Here's the prompt I used:
Write a script in MySQL to properly format the “FirstName” and “LastName” columns and produce an output where both fields are concatenated with a space between them
We see the results, and they match the requirements. I insist on being explicit about what we want to generate to save ourselves many headaches.
3) Code Comments
After reading the previous points, I'm convinced this one deserves a special mention. In my experience programming in SQL, developers and data engineers often give minimal consideration to adding comments to their code. Additionally, documentation can be complex to understand if you’re taking on a project for the first time. It may seem insignificant, but I find writing code and having it properly commented and documented equally important.
With that in mind, let's look at the following prompt practically, considering the generated code from the previous example:
Could you please add comments to the following MySQL code lines?

** Stored entries **

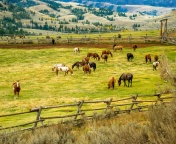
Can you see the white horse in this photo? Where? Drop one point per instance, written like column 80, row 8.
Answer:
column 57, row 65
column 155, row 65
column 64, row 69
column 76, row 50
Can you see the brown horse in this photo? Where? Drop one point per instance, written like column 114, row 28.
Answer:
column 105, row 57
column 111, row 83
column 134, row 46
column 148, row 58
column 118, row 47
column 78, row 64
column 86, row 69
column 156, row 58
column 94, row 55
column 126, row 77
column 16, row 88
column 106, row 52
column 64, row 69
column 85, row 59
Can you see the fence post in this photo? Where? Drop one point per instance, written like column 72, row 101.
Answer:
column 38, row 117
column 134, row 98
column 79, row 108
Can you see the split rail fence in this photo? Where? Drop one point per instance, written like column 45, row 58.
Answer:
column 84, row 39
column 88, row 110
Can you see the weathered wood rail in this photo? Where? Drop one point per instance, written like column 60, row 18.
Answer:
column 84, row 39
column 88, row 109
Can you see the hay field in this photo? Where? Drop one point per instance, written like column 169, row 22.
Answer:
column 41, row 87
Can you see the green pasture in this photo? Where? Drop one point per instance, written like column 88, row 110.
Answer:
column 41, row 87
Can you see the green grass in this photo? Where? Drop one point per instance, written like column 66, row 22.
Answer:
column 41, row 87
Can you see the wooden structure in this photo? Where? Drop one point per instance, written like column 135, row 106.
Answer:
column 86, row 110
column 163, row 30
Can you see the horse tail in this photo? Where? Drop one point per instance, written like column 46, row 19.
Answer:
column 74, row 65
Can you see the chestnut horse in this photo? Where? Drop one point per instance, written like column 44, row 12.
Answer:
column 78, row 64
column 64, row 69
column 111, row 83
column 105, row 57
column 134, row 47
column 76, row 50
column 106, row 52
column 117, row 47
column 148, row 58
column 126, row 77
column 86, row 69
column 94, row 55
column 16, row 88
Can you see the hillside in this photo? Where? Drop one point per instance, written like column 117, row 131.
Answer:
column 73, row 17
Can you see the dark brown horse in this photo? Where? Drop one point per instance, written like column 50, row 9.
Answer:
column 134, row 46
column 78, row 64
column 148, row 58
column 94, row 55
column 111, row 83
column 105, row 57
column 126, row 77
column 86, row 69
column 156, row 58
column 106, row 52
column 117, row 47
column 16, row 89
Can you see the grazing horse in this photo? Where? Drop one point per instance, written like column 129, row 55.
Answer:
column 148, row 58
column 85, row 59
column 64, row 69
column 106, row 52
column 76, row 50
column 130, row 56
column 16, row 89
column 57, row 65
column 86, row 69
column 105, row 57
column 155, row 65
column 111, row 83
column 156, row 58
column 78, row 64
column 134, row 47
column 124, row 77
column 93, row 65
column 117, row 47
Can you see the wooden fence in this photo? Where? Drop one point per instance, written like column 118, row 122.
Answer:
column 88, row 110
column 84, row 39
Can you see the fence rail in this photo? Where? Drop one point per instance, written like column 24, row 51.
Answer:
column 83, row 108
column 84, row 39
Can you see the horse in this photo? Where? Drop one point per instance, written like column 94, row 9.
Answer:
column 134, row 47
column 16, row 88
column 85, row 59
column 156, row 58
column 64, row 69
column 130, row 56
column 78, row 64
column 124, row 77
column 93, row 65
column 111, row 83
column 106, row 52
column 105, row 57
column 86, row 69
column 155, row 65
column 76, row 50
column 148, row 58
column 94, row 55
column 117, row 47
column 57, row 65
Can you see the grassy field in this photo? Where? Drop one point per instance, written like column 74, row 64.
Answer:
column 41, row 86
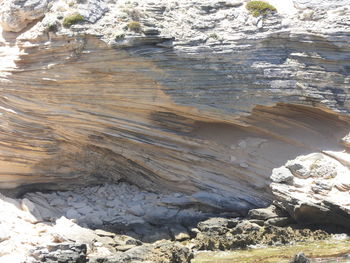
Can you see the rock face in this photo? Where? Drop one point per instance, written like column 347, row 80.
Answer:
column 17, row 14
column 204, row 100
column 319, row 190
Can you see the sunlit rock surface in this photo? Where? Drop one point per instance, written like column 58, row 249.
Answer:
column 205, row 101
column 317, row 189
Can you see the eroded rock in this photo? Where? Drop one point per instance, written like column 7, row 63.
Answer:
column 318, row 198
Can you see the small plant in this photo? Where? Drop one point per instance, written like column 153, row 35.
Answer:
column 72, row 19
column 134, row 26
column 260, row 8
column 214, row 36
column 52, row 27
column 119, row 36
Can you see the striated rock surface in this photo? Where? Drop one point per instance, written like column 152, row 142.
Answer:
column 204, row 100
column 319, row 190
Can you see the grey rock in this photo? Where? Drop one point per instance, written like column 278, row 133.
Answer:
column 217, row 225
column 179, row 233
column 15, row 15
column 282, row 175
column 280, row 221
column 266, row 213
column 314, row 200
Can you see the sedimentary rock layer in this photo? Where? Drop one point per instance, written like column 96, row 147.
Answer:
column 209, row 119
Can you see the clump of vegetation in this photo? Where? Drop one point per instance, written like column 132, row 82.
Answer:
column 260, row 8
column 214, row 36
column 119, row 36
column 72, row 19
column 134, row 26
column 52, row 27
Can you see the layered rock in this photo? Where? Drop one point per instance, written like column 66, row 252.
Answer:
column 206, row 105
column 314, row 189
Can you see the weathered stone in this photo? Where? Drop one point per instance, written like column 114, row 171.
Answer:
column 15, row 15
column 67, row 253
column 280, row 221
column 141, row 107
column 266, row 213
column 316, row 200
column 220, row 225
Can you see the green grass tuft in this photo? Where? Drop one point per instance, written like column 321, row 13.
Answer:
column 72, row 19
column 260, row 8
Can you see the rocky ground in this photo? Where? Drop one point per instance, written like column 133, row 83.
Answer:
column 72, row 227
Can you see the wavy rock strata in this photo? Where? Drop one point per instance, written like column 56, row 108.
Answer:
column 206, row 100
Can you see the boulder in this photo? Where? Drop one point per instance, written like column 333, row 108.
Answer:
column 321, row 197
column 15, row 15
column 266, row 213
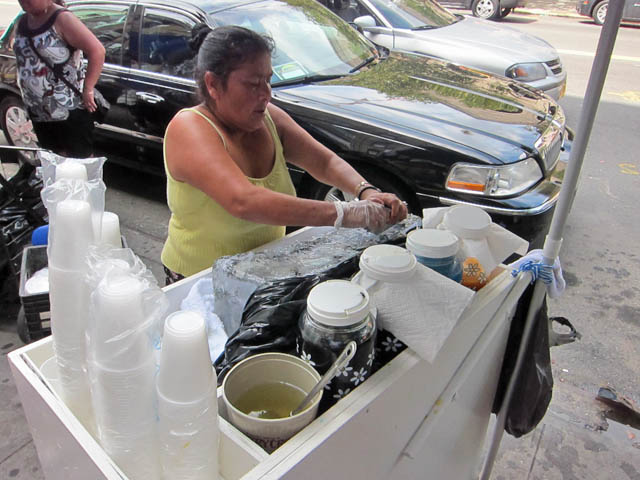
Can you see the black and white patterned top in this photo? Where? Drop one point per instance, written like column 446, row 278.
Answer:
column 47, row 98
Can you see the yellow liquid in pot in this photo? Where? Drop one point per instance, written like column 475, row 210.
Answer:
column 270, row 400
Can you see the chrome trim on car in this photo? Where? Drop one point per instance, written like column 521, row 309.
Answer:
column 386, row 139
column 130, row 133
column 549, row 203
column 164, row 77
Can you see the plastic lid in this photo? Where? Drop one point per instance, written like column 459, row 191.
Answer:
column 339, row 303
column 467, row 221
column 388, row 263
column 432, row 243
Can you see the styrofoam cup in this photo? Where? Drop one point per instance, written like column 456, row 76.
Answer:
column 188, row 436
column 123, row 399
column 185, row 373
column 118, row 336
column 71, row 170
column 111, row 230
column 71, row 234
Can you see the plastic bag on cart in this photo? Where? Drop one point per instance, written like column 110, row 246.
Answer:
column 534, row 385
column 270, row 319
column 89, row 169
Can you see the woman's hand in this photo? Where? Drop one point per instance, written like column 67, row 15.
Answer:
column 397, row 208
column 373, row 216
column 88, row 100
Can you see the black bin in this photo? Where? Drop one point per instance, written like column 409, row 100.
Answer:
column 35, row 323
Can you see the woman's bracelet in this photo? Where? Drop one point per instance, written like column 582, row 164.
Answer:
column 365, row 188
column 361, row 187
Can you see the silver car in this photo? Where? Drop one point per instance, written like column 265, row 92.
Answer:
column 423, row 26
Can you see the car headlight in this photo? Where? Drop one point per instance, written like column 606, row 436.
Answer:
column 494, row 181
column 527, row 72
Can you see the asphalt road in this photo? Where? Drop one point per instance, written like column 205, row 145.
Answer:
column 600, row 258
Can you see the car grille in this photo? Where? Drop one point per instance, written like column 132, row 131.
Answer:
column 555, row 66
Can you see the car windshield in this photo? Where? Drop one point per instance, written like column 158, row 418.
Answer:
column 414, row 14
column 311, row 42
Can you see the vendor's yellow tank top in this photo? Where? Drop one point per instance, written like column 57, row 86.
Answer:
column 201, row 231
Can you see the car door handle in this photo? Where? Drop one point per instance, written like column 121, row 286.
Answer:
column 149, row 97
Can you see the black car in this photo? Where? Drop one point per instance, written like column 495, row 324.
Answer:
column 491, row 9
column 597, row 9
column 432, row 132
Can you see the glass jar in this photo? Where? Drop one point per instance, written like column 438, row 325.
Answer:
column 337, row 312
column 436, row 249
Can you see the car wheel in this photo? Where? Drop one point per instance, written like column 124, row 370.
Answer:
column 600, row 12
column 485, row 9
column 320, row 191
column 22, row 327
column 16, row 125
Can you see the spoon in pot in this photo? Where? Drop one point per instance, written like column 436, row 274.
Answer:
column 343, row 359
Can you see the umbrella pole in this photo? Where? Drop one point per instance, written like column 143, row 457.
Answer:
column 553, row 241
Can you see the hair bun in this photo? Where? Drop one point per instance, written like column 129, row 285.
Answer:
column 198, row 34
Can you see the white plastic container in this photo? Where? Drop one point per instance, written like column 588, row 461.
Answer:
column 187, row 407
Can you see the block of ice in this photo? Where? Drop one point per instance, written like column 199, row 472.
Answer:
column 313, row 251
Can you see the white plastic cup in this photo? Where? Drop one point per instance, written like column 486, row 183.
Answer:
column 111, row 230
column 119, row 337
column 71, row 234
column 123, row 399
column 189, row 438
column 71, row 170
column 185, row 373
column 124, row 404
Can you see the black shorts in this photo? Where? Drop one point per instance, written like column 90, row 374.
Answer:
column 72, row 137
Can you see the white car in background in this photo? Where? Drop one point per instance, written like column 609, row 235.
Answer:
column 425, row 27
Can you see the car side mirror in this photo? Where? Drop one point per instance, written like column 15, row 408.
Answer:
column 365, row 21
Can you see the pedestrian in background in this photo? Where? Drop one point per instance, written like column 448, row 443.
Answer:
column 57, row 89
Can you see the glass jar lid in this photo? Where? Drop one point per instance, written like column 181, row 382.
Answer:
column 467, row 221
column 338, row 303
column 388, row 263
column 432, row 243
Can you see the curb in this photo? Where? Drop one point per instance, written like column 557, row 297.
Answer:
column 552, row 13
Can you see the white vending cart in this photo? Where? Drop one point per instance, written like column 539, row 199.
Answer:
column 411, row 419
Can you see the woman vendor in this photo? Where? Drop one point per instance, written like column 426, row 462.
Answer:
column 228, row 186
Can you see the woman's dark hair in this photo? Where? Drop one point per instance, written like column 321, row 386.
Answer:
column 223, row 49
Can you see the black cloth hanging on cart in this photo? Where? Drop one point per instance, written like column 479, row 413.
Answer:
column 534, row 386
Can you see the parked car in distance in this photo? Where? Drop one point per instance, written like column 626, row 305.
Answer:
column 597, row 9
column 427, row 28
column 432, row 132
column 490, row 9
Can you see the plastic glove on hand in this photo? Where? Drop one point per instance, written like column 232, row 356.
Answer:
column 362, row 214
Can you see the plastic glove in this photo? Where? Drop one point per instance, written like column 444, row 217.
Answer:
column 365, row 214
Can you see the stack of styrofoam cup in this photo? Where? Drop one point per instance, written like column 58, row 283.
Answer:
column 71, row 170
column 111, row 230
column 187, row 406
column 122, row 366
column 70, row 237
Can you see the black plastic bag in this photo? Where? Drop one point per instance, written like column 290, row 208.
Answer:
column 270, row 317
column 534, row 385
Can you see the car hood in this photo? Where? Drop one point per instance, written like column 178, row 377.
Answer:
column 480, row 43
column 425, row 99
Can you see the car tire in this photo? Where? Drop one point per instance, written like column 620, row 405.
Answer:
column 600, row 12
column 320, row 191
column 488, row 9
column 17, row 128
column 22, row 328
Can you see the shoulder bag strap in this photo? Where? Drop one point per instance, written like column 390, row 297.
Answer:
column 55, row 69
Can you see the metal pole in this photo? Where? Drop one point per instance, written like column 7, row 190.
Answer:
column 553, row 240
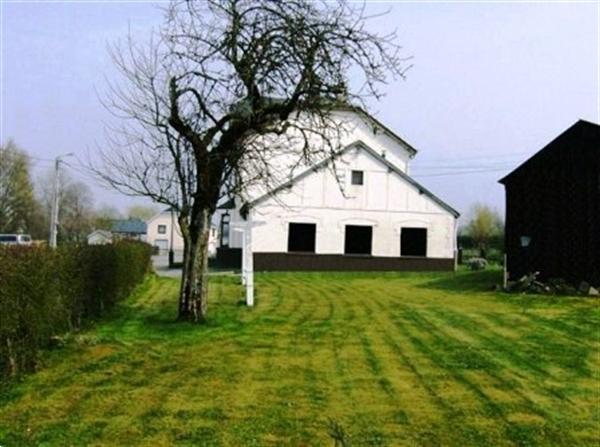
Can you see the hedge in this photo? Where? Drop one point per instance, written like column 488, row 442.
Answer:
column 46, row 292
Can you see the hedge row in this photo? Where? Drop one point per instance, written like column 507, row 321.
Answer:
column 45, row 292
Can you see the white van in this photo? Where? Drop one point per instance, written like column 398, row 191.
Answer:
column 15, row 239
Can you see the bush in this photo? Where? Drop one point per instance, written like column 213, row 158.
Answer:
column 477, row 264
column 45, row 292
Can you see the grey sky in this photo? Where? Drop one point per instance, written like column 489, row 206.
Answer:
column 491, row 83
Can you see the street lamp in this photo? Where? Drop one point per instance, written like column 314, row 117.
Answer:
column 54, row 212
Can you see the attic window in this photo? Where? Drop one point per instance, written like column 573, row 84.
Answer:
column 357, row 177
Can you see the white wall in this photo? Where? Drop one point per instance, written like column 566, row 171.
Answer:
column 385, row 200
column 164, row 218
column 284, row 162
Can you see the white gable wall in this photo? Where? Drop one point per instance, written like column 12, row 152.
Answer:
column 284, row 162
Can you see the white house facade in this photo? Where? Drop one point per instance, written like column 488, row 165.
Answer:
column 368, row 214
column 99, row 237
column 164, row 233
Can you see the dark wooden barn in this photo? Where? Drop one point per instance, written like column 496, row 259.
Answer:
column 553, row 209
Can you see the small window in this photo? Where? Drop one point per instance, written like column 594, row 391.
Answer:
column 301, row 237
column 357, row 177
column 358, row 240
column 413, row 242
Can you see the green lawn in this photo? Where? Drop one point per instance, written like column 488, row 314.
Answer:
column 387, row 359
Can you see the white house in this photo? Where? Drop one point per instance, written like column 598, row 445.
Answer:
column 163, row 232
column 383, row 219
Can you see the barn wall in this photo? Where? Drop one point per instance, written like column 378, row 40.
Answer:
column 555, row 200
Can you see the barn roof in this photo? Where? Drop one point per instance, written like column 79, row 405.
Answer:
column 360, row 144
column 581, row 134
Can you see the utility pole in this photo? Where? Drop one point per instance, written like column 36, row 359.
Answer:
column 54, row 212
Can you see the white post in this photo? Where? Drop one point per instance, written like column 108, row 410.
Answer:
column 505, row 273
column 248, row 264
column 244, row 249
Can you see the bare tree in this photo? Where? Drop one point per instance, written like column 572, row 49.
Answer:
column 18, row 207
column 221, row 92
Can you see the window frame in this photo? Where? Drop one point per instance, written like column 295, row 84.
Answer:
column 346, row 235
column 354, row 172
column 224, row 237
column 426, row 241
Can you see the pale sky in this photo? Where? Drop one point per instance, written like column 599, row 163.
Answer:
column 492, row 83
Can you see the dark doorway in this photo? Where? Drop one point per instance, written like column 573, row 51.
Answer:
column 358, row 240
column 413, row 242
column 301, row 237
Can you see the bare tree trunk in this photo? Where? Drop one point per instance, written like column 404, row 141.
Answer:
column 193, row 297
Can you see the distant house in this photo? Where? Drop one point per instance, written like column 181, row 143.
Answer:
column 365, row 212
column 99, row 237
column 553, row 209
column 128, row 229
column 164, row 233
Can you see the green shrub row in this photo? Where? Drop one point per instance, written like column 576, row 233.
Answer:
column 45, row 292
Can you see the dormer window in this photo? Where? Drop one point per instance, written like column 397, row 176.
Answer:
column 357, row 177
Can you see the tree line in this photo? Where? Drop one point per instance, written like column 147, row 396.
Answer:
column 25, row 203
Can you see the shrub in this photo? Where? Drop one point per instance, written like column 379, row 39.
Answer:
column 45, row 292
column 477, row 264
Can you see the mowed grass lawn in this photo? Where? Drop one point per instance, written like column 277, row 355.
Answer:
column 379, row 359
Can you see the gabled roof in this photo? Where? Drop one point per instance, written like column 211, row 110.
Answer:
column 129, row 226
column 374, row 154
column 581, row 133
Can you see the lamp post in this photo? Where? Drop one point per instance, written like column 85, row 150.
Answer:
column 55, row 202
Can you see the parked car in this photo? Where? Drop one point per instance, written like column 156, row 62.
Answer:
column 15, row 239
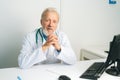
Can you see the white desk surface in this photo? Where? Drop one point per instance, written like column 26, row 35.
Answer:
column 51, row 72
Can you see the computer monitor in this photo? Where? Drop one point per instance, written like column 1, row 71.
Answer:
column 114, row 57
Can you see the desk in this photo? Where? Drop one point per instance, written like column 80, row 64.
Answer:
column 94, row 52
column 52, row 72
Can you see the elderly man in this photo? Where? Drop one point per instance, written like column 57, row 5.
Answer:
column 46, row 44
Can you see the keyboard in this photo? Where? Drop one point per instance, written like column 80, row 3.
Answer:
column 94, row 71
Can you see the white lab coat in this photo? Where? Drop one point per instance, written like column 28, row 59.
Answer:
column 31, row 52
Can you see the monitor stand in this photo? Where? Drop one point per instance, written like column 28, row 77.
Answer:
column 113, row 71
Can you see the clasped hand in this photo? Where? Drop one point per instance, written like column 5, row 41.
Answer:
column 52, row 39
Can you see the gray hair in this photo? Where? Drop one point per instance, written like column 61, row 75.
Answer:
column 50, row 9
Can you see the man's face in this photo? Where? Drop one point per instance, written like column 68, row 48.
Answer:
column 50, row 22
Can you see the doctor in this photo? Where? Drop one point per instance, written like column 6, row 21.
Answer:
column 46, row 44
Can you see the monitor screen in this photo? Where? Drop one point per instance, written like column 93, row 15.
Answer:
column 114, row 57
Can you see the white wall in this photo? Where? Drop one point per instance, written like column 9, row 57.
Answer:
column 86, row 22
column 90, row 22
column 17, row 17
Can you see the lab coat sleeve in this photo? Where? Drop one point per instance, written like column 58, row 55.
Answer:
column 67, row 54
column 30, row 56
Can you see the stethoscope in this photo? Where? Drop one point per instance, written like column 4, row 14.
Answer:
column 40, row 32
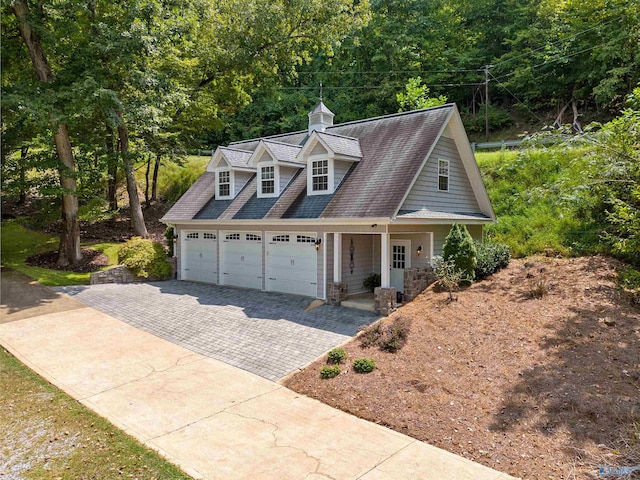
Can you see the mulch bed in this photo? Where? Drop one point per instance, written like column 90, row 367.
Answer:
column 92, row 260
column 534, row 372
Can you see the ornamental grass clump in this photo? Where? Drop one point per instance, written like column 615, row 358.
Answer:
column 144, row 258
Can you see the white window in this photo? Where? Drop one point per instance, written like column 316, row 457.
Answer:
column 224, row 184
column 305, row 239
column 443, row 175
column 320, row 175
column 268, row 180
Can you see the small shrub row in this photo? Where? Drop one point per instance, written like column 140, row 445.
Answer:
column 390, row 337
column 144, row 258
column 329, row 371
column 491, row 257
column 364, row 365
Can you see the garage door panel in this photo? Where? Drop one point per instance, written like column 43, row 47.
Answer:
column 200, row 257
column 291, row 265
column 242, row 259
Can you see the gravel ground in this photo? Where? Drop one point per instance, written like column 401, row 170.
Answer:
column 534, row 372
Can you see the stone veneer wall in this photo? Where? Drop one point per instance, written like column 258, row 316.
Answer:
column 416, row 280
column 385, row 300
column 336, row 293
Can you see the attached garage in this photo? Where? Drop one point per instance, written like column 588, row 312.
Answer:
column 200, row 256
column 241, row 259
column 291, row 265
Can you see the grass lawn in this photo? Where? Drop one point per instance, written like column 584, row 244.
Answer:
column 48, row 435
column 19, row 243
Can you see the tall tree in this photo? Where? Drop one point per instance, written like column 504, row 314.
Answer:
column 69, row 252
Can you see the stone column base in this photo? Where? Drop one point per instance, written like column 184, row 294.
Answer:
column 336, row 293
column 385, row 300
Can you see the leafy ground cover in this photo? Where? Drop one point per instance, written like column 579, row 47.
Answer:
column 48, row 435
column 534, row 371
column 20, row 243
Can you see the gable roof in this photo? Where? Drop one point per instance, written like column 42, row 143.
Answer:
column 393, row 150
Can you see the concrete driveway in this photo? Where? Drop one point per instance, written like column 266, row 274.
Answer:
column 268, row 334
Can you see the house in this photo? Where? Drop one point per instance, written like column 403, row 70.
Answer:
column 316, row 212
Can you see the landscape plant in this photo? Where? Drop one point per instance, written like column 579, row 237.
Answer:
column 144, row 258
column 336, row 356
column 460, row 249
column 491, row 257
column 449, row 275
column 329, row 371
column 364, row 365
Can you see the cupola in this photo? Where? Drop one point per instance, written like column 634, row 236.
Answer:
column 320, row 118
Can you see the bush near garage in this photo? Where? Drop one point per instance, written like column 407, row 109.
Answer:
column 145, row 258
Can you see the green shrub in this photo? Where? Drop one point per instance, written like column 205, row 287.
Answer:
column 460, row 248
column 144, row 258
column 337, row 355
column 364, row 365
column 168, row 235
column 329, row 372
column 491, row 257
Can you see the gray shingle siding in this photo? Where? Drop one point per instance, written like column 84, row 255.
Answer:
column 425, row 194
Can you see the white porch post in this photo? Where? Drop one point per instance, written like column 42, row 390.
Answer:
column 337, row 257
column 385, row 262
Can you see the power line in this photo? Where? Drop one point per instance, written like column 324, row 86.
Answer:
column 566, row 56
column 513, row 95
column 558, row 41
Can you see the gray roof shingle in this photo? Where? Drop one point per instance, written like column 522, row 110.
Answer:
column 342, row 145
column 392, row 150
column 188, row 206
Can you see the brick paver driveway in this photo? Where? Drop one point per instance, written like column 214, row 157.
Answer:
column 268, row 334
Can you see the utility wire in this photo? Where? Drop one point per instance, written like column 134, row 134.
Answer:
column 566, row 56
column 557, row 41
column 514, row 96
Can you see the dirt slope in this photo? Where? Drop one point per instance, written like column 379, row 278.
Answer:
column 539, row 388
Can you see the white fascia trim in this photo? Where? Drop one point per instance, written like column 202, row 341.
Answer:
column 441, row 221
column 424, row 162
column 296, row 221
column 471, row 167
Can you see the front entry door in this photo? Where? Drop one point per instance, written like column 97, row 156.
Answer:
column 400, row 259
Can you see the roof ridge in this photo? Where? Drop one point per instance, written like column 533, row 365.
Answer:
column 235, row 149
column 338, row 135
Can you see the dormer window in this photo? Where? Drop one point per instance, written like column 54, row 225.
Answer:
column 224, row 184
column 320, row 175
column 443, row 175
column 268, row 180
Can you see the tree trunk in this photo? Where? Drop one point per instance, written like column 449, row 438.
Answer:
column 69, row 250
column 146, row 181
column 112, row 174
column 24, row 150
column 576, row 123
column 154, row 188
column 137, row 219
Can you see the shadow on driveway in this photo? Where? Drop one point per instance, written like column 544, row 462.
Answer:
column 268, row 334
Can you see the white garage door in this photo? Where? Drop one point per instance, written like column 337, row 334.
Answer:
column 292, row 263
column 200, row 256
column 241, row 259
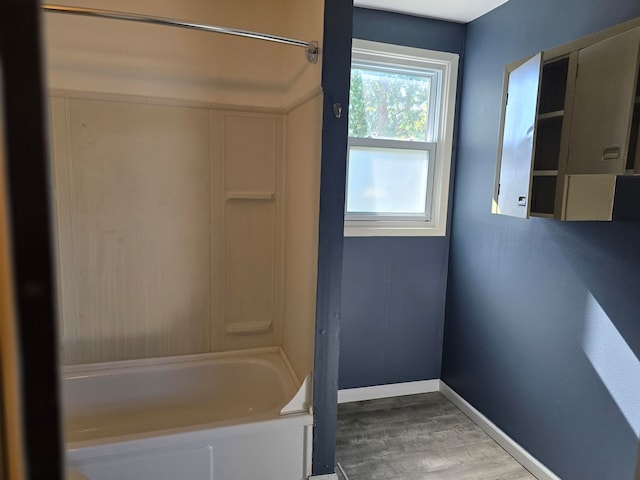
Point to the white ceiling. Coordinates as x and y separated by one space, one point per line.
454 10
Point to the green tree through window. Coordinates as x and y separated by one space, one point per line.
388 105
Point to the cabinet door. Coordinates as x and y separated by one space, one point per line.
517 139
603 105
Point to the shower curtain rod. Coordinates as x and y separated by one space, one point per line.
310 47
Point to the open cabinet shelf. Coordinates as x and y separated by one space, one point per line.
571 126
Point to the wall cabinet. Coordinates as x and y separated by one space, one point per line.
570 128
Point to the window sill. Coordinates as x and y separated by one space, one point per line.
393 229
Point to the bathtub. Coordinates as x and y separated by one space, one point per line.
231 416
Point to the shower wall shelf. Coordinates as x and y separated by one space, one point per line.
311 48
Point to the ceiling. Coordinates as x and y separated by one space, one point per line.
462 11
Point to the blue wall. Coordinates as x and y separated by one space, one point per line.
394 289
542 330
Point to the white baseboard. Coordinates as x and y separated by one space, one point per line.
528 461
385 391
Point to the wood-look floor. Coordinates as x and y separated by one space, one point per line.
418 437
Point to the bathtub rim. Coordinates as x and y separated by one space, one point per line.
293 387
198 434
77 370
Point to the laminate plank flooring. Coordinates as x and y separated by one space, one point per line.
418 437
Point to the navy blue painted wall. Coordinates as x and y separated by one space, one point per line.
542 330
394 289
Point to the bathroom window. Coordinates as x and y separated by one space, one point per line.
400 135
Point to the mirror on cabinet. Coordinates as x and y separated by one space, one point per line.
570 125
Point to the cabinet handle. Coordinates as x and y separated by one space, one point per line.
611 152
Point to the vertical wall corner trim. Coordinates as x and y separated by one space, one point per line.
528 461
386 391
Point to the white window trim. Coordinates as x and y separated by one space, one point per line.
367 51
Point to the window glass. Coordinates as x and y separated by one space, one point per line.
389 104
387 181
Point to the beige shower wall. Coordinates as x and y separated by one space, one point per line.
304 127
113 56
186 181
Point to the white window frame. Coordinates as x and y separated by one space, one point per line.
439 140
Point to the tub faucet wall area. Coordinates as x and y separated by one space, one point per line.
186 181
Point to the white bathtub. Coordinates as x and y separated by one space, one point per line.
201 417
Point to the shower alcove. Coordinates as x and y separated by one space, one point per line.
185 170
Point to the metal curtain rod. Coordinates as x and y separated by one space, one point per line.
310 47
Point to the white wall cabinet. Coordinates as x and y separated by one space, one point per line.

** Tasks for this exercise **
(1) Answer these questions using the passage on SQL prompts.
(a) Which two columns does the first prompt ask to have formatted?
(b) According to the writer, who often gives minimal consideration to adding comments to their code?
(c) What does the writer find equally important?
(2) Write the next part of the passage on SQL prompts, starting after its last line.

** Responses in order **
(1)
(a) The "FirstName" and "LastName" columns.
(b) Developers and data engineers.
(c) Writing code and having it properly commented and documented.

(2)
SELECT CONCAT(UCASE(LEFT(FirstName, 1)), LCASE(SUBSTRING(FirstName, 2))) AS FormattedFirstName,
CONCAT(UCASE(LEFT(LastName, 1)), LCASE(SUBSTRING(LastName, 2))) AS FormattedLastName,
CONCAT(UCASE(LEFT(FirstName, 1)), LCASE(SUBSTRING(FirstName, 2)), ' ',
UCASE(LEFT(LastName, 1)), LCASE(SUBSTRING(LastName, 2))) AS FullName
FROM customers;
And here’s what we get:
ChatGPT's level of detail in commenting might seem excessive, but I appreciate it because it helps me understand the SQL line by line. Afterward, you can refine the comments to remove any that are unnecessary.
4) Data Dictionary Creation
Another important aspect to consider before starting any SQL development is understanding the variables you'll be working with. This is crucial before beginning the process of data manipulation, transformation, and cleaning.
Many times, I've received tables and databases without any information about the data dictionaries (which are essentially simplified descriptions of the variables). As a result, I've spent several hours creating these descriptions. It’s undoubtedly necessary.
However, for AI, this task is straightforward and it handles it quickly. Plus, it helps me a lot.
To do this, we'll use the following prompt. If you're using ChatGPT or Claude, remember that you can directly attach the file to generate the dictionary.
Can you create a data dictionary for the attached dataset? Please provide all the information in a table with all the fields
And here are the results. I like that everything can be presented in a table, but you can adjust the AI's output if needed.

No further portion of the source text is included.